In the forum thread below about Ann's leave of absence, reproduce word for word the passage starting with "[aileenann]" and going on through "the answer choices?".

* START Text excerpt *

Q20 - Ann will either take a leave

[c.s.sun5]

Can someone please explain to me how you go about solving this problem? How would the graph look like (is there a need for one)?

Thanks a bunch~~

[aileenann]

Sure thing. I don't know that we need a graph, but I do think some conditional logic would help spell this out in more detail. I would do it as below

l.o.a. or quit
l.o.a. or quit -> t.f.
doesn't know about t.f. -> allow l.o.a.

therefore, quit -> knows about t.f.

Since the argument is asking us for an assumption, we can fill in whatever missing logical link from this argument with such an assumption. Do you see anything missing?

One thing that strikes me is we know the conditions for Technocomp allowing Ann to take a l.o.a., but I am not sure we know whether Ann will *only* quit if the company finds out about her fellowship. Isn't it possible she might quit even if she is permitted to take a l.o.a.? Do you see that in the answer choices?

[andyevans000]

The initial diagramming really helped. From that, this is how I worked it out. I think the logic is sound, so please someone correct me if I'm wrong.

Since, our final premise is:
NOT know TF --> Allow LOA
and our conclusion is:
Quit --> know TF

We must take the contrapositive of the conclusion above to allow for the linkage:
NOT know TF --> NOT Quit

So the sufficient assumption must be:
Allow LOA --> NOT Quit

Since the above isn't in any of the answer choices, we must look for additional inferences. As we know from above, Ann either quits or takes the LOA, therefore Not Quit = Take LOA, and in turn, Allow LOA --> Take LOA is another sufficient assumption, which word for word answer D.

[shaynfernandez]

This question has me all turned around. I choose D because all the other answers have absolutely nothing to do with the argument. Yet i still can't see the gap I am being asked to fill. How I break the argument up is like this:
1. Ann will do one of two things if she is offered the teaching fellowship: take a leave of absence or quit. (also that's the only reason she would do one of these two things... It's necessary)
2. The only way she can have a leave of a absense is if technocorp doesn't find out about the offer.
3. The author concludes that the only way she will quit is if they find out.

1. Quit or leave of absense --> offered teaching fellowship
CONTRA: ~offered TF --> ~(Quit and leave of absense)

2. LoA --> ~find out
CONTRA: find out--> ~LoA --> Quit

3. Quit --> Find out
CONTRA: ~Find out--> ~Quit --> LoA

I don't see how this gives us any gap. I understand that in 1. the option of quitting is still there even if they don't find out. But it seems like this argument is just explaining the routes Ann has and doesn't really need an assumption to justify it...

* END Text excerpt *
* START Dataset records *

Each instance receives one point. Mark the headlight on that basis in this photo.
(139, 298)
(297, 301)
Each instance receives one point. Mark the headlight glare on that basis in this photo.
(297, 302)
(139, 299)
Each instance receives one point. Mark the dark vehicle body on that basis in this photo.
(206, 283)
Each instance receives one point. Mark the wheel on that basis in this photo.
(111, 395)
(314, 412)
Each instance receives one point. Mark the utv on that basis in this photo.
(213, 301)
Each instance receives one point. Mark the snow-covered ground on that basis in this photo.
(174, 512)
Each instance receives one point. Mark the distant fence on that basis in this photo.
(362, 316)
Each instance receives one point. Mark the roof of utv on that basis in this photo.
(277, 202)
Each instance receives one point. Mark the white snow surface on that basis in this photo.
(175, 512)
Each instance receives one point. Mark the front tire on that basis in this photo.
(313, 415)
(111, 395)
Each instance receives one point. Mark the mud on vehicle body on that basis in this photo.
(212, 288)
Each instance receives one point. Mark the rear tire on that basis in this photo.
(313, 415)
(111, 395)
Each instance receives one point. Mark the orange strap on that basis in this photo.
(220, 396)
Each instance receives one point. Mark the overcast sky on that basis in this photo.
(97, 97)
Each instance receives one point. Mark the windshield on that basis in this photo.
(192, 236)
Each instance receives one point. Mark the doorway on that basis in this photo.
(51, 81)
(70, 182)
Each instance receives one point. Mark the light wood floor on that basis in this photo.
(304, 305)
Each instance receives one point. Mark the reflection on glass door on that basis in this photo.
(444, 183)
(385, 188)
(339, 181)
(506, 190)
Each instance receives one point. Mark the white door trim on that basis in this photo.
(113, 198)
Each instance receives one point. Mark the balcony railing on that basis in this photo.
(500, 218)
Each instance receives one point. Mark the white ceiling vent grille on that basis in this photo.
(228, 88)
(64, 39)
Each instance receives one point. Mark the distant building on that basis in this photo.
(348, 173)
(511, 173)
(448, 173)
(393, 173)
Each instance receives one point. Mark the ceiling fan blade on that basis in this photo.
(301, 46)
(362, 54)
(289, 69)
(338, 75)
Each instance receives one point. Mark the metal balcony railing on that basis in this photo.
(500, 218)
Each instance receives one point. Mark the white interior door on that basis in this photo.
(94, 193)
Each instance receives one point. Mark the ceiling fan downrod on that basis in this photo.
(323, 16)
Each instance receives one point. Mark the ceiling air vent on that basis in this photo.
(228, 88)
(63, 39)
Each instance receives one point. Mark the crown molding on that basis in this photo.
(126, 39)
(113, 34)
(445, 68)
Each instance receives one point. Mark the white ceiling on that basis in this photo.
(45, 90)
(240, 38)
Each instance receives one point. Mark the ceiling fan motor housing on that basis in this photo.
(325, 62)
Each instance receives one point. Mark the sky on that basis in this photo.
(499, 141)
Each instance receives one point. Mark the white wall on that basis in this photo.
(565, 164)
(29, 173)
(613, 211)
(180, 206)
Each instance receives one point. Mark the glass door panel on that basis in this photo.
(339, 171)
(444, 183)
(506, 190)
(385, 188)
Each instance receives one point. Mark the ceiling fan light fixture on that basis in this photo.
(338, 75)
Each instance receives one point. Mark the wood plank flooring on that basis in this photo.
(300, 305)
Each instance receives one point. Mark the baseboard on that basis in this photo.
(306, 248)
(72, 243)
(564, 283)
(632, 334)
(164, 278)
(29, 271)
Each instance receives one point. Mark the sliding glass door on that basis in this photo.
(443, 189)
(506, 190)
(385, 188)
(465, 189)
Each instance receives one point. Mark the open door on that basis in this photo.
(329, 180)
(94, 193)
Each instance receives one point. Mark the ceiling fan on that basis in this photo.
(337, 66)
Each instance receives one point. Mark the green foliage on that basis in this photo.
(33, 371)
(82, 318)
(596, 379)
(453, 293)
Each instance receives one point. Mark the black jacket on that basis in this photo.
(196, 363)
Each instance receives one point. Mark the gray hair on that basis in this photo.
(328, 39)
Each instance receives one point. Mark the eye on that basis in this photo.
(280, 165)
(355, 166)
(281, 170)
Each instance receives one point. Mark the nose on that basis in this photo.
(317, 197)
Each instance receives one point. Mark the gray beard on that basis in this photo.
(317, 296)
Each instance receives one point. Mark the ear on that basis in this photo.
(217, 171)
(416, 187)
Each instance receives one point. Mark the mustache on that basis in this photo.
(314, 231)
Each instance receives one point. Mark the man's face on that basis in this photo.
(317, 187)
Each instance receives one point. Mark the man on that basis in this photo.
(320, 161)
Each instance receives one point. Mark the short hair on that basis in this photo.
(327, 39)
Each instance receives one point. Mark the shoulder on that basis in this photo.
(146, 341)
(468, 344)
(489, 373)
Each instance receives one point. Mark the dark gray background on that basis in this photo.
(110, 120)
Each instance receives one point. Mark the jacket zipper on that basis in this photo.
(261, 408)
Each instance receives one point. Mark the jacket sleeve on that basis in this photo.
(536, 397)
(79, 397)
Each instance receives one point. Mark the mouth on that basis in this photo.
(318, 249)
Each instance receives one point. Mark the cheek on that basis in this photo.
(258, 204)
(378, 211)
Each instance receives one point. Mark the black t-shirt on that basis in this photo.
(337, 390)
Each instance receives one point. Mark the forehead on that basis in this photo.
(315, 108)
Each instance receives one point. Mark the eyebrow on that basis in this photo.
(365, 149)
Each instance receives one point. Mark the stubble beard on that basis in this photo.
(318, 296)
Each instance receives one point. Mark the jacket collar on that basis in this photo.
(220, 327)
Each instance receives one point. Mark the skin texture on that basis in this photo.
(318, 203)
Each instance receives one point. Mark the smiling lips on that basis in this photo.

* END Dataset records *

- [Output below]:
[aileenann]

Sure thing. I don't know that we need a graph, but I do think some conditional logic would help spell this out in more detail. I would do it as below

l.o.a. or quit
l.o.a. or quit -> t.f.
doesn't know about t.f. -> allow l.o.a.

therefore, quit -> knows about t.f.

Since the argument is asking us for an assumption, we can fill in whatever missing logical link from this argument with such an assumption. Do you see anything missing?

One thing that strikes me is we know the conditions for Technocomp allowing Ann to take a l.o.a., but I am not sure we know whether Ann will *only* quit if the company finds out about her fellowship. Isn't it possible she might quit even if she is permitted to take a l.o.a.? Do you see that in the answer choices?